▶ _Prompt_
Extract, from the listing that follows, each line containing the word "correct".

[Data to examine — start]

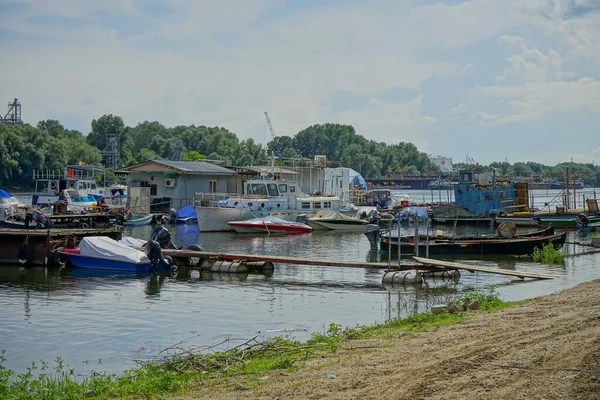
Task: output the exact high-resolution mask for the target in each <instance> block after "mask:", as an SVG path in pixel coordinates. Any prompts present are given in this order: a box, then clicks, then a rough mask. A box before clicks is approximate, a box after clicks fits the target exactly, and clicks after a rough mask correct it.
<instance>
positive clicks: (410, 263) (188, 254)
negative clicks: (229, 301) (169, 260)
mask: <svg viewBox="0 0 600 400" xmlns="http://www.w3.org/2000/svg"><path fill="white" fill-rule="evenodd" d="M163 255H165V256H171V257H195V258H214V259H219V260H227V261H233V260H244V261H267V262H272V263H276V262H277V263H285V264H296V265H311V266H329V267H347V268H367V269H369V268H370V269H388V268H390V269H397V268H398V265H397V263H396V262H392V263H391V264H388V263H387V262H385V263H384V262H369V261H344V260H327V259H322V258H319V259H317V258H300V257H286V256H268V255H261V254H237V253H220V252H210V251H196V250H171V249H163ZM419 265H421V264H419V263H410V262H402V266H401V267H402V268H406V269H414V268H415V267H416V266H419ZM421 266H422V265H421Z"/></svg>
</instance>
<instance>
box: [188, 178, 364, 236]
mask: <svg viewBox="0 0 600 400" xmlns="http://www.w3.org/2000/svg"><path fill="white" fill-rule="evenodd" d="M194 203H195V207H194V208H195V210H196V216H197V218H198V227H199V229H200V231H201V232H219V231H230V230H232V228H231V226H229V225H228V222H230V221H244V220H248V219H251V218H261V217H265V216H267V215H273V216H275V217H278V218H281V219H284V220H287V221H298V222H304V221H305V220H306V218H309V217H310V216H312V215H314V214H315V213H316V212H317V211H321V210H333V211H340V212H346V213H351V214H355V213H356V208H355V207H353V206H351V205H349V204H348V205H345V204H342V200H341V198H340V197H339V196H333V195H331V196H327V195H322V194H315V195H314V196H310V195H308V194H306V193H303V192H302V191H301V190H300V185H299V183H298V182H289V181H284V180H275V179H261V180H248V181H245V182H244V188H243V194H217V193H212V194H211V193H197V194H196V195H195V196H194Z"/></svg>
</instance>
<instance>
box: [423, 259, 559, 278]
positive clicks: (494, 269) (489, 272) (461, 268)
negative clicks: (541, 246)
mask: <svg viewBox="0 0 600 400" xmlns="http://www.w3.org/2000/svg"><path fill="white" fill-rule="evenodd" d="M413 259H414V260H415V261H418V262H420V263H422V264H424V265H431V266H437V267H444V268H450V269H462V270H467V271H470V272H473V271H478V272H487V273H490V274H499V275H510V276H516V277H519V278H521V279H524V278H533V279H556V278H561V276H560V275H552V274H540V273H536V272H525V271H509V270H506V269H500V268H486V267H480V266H478V265H471V264H462V263H456V262H451V261H442V260H435V259H432V258H424V257H413Z"/></svg>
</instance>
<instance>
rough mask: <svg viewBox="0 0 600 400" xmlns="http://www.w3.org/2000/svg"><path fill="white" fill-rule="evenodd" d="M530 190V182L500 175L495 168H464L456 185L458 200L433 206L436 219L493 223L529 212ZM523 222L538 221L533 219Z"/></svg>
mask: <svg viewBox="0 0 600 400" xmlns="http://www.w3.org/2000/svg"><path fill="white" fill-rule="evenodd" d="M528 193H529V188H528V186H527V183H526V182H518V183H515V182H511V181H508V180H504V179H501V178H497V177H496V173H495V171H492V172H485V173H476V172H475V171H473V170H461V171H460V174H459V176H458V183H457V184H455V185H454V204H451V205H435V206H433V207H432V213H433V218H432V219H433V222H435V223H452V224H483V223H488V224H489V223H491V222H493V221H494V220H495V219H496V218H497V217H500V216H504V215H505V214H506V215H511V214H512V213H517V212H527V211H528V210H529V194H528ZM502 222H505V221H502ZM517 222H519V221H517ZM523 222H526V223H527V224H528V225H529V224H532V225H533V224H534V223H533V221H532V219H524V220H523Z"/></svg>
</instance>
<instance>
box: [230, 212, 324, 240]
mask: <svg viewBox="0 0 600 400" xmlns="http://www.w3.org/2000/svg"><path fill="white" fill-rule="evenodd" d="M227 224H228V225H229V226H230V227H231V228H232V229H233V230H235V231H236V232H237V233H257V232H259V233H269V234H271V233H277V234H288V235H289V234H299V233H310V232H312V230H313V228H312V227H311V226H309V225H306V224H302V223H300V222H292V221H286V220H284V219H281V218H278V217H275V216H272V215H267V216H264V217H262V218H252V219H248V220H245V221H229V222H228V223H227Z"/></svg>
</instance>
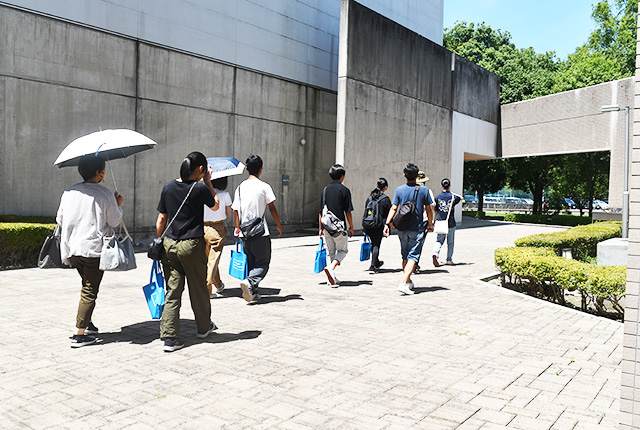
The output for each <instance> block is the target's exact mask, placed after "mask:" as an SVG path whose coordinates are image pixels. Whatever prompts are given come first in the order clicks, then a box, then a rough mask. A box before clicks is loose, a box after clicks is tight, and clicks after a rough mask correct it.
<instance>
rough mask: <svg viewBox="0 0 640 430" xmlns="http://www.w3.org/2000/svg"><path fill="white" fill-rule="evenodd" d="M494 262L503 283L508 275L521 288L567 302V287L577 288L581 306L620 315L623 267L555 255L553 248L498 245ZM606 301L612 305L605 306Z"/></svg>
mask: <svg viewBox="0 0 640 430" xmlns="http://www.w3.org/2000/svg"><path fill="white" fill-rule="evenodd" d="M495 264H496V267H497V268H498V269H500V271H501V281H502V284H503V286H504V285H505V283H506V280H507V278H508V279H509V283H511V284H512V285H515V286H516V287H517V288H518V289H519V290H520V291H522V292H526V293H527V294H530V295H532V296H536V297H540V298H544V299H548V300H551V301H554V302H556V303H560V304H563V305H564V304H566V302H565V292H566V291H576V290H577V291H579V292H580V294H581V297H582V303H581V307H582V310H585V311H586V310H587V309H588V307H589V305H593V307H594V309H595V311H596V313H597V314H599V315H604V316H609V313H610V312H613V313H614V314H615V316H616V317H618V318H621V317H622V315H623V313H624V309H623V307H622V306H621V304H620V299H621V298H622V297H623V296H624V294H625V287H626V279H627V273H626V267H624V266H597V265H594V264H588V263H583V262H580V261H577V260H568V259H565V258H562V257H558V256H556V255H555V251H554V250H553V249H552V248H518V247H516V248H500V249H497V250H496V251H495ZM605 302H609V304H610V307H611V309H608V308H607V306H608V305H607V304H606V303H605Z"/></svg>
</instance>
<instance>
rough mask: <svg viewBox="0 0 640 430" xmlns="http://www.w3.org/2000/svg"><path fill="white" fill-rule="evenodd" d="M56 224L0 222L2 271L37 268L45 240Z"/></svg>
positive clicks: (0, 244)
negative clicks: (41, 251) (3, 269)
mask: <svg viewBox="0 0 640 430" xmlns="http://www.w3.org/2000/svg"><path fill="white" fill-rule="evenodd" d="M55 227H56V225H55V224H30V223H22V222H18V223H14V222H11V223H7V222H0V269H17V268H23V267H36V266H37V265H38V254H39V253H40V248H42V244H43V243H44V240H45V238H46V237H47V236H48V235H50V234H51V232H52V231H53V229H54V228H55Z"/></svg>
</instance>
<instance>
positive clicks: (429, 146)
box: [0, 0, 498, 234]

[Data to examine — finish]

▶ _Task solution_
Task: output the exact high-resolution mask for the target in each <instance> block after "mask:", as an SVG path in pixel coordinates. Any prompts present are given in this order: a box, then clicks, then a rough mask. A box before clicks is approximate, a box after clicks fits the target exactly, and clicks after a rough mask correct it.
The output for each <instance> block is the target's exact mask, placed after "mask:" as an SVG path whose coordinates are image pixels. Whatever prompts are given come first in the order clicks, then a box, then a rough mask. A box before clicks is loose, a box after clicks is tight, and clicks after a rough mask correct it.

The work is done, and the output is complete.